▸ **Supplied entries**:
•••
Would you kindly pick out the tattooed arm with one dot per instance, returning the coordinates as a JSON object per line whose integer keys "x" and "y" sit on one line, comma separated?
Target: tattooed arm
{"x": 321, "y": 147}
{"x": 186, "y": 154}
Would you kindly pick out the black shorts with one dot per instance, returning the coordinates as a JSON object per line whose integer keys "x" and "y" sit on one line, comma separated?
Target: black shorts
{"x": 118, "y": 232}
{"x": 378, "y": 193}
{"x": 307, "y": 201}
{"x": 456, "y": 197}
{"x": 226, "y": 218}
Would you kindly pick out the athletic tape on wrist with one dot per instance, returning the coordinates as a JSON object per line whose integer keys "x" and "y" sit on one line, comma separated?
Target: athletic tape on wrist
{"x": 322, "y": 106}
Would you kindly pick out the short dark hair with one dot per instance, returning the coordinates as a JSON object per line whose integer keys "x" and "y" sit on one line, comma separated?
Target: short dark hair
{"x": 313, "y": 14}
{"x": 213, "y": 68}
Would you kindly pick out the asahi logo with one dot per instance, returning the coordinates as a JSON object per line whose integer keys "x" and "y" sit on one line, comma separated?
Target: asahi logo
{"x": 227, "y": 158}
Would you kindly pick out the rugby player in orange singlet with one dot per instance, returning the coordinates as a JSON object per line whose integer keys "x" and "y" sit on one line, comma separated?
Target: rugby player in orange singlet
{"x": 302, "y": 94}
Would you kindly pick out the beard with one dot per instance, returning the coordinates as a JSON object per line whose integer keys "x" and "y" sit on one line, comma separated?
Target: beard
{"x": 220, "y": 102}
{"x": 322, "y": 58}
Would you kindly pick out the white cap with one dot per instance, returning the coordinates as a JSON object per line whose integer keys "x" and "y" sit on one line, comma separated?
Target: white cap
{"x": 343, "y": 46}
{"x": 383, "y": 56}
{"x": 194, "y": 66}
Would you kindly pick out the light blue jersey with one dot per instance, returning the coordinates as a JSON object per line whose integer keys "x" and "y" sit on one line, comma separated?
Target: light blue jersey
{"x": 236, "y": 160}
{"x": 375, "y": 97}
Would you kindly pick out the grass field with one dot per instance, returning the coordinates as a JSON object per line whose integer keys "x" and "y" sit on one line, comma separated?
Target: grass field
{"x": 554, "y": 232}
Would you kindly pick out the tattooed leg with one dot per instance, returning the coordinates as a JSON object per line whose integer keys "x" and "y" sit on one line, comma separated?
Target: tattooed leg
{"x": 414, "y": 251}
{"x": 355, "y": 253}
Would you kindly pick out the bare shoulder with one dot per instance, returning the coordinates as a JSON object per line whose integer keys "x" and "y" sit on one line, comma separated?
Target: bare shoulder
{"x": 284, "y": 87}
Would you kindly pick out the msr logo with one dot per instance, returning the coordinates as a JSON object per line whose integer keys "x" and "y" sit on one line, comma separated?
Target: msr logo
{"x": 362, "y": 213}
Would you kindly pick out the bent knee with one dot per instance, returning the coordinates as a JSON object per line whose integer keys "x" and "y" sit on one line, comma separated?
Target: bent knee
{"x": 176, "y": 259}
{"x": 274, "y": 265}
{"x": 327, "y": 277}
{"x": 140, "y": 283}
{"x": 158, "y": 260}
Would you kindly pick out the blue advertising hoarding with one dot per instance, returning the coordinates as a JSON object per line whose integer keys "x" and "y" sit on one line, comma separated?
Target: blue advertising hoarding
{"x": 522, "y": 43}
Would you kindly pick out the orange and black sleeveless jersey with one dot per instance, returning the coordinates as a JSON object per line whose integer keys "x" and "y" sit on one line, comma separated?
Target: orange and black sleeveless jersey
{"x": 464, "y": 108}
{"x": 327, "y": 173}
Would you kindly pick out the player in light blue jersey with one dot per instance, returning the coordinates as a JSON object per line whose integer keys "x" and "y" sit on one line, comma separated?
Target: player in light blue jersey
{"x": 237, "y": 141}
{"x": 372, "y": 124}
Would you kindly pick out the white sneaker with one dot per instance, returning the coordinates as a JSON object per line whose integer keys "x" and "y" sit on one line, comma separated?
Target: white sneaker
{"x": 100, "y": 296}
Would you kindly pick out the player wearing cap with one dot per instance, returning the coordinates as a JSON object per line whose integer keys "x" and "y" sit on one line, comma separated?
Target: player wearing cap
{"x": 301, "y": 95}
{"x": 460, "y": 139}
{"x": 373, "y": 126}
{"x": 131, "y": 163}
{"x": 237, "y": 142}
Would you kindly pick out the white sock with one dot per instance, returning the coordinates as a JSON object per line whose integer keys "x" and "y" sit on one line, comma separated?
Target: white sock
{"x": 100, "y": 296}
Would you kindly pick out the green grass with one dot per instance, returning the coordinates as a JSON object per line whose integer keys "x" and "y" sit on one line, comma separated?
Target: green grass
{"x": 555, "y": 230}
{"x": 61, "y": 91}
•••
▸ **Work instruction**: Every entry should be reproduced exactly, with no part omitted.

▸ **Written reply**:
Would you kindly pick out the tattooed arm with one dot per instance, returning the coordinates as a JSON object per line whose integer keys "x" and "y" sit on one line, comma separated?
Target: tattooed arm
{"x": 321, "y": 147}
{"x": 186, "y": 154}
Would you kindly pick out the black shorts with one dot per instance, returning the coordinates as a JSON object per line whose integer keys "x" and "y" sit on one line, comma separated?
Target: black shorts
{"x": 118, "y": 232}
{"x": 378, "y": 193}
{"x": 307, "y": 201}
{"x": 456, "y": 197}
{"x": 226, "y": 218}
Would you kindly pick out the athletic tape on wrist with one dot per instance, returning the coordinates as a JSON object per line whose integer keys "x" and "y" sit on one line, comma separated?
Target: athletic tape on wrist
{"x": 322, "y": 106}
Would you kindly pick out the short dark hair with one dot per instance, returning the coordinates as a JSON object per line whose integer keys "x" and "y" sit on one line, comma separated?
Target: short dark hair
{"x": 313, "y": 14}
{"x": 213, "y": 68}
Would you kindly pick out the asahi logo with one dot per instance, returning the coordinates as a JSON object per line whose integer keys "x" and "y" sit on one line, comma separated?
Target: asahi logo
{"x": 227, "y": 158}
Would you kindly pick out the rugby player in orange singlet with one dot per instance, returning the coordinates as a JSON object per line whose integer keys "x" and "y" sit on one line, comma separated?
Target: rugby player in orange singlet
{"x": 302, "y": 94}
Would you kindly pick out the beard with one dot per instance, returning the coordinates as a JSON object per line whose integer keys "x" and "y" sit on one line, comma separated?
Target: beard
{"x": 220, "y": 102}
{"x": 322, "y": 58}
Would you kindly pick out the white cap with one dot per instance, returning the coordinates as a JSON object per line whose integer keys "x" and "y" sit on one line, comma separated?
Target: white cap
{"x": 343, "y": 46}
{"x": 383, "y": 56}
{"x": 194, "y": 66}
Would you kindly pick out the light blue jersey with one dot per instance, returning the coordinates as a JSON object per line whose integer keys "x" and "y" sit on one line, comma separated?
Target: light blue jersey
{"x": 236, "y": 160}
{"x": 375, "y": 97}
Would you kindly pick out the grass field with one dot per instance, returning the coordinates as a JSON object per line whose integer keys "x" and "y" sit on one line, comma separated?
Target: grass field
{"x": 554, "y": 232}
Would you kindly pick out the tattooed leg with one dot per instance, returning the coordinates as a JSON object per line whose integer keys "x" and "y" sit on one line, comma separated?
Target: tattooed leg
{"x": 414, "y": 251}
{"x": 355, "y": 253}
Would you kindly pick out the bare shoulder with one dot per instance, returning the coordinates as a JSON object per line whose integer keys "x" and "y" sit on one line, comma separated?
Target: bare shoulder
{"x": 284, "y": 87}
Would you kindly pick out the msr logo with one dot per instance, returning the coordinates as a JSON object per line whose integer keys "x" and "y" sit on one line, comma separated?
Target: msr logo
{"x": 362, "y": 213}
Would you kindly pick out the bent knee with one dot per instance, returning the coordinates as a JSON object per line whose integer keys "x" and "y" sit on one line, comma separated?
Target: bent knee
{"x": 176, "y": 259}
{"x": 274, "y": 265}
{"x": 327, "y": 277}
{"x": 140, "y": 283}
{"x": 158, "y": 260}
Would you kindly pick out the blue advertising hoarding with one dot per instance, returning the coordinates as a JSON object per line whose integer keys "x" and "y" sit on one line, comma separated?
Target: blue advertising hoarding
{"x": 522, "y": 43}
Would you kindly pick out the orange and black sleeveless jersey with one dot per instance, returning the coordinates as a JSON object per line whose integer keys "x" and "y" sit on one line, comma separated?
Target: orange and black sleeveless jersey
{"x": 464, "y": 108}
{"x": 327, "y": 173}
Would you kindly pick out the player in light blue jersey with one dot per instance, returning the coordinates as a JSON object per line whose integer keys "x" and "y" sit on one line, comma separated?
Target: player in light blue jersey
{"x": 237, "y": 141}
{"x": 372, "y": 124}
Would you kindly pick out the white sneaker with one dot per instance, returning the coordinates as a JSON object per line whose integer keys "x" and "y" sit on one line, comma separated?
Target: white sneaker
{"x": 100, "y": 296}
Would you kindly pick out the player wearing cap with one dot per instance, returning the coordinates as a JSON object per line whose integer keys "x" and "y" sit on one line, comma separated?
Target: player wearing cap
{"x": 301, "y": 95}
{"x": 460, "y": 139}
{"x": 373, "y": 126}
{"x": 131, "y": 163}
{"x": 237, "y": 142}
Would you kindly pick out the white sock with one dot per instance, returning the coordinates as a JSON object per line whose integer keys "x" and "y" sit on one line, comma separated?
Target: white sock
{"x": 100, "y": 296}
Would you kindly pick out the green grass with one dot per instance, returning the coordinates as a JSON object per line whose integer keys "x" and "y" sit on one line, comma separated?
Target: green grass
{"x": 555, "y": 230}
{"x": 61, "y": 91}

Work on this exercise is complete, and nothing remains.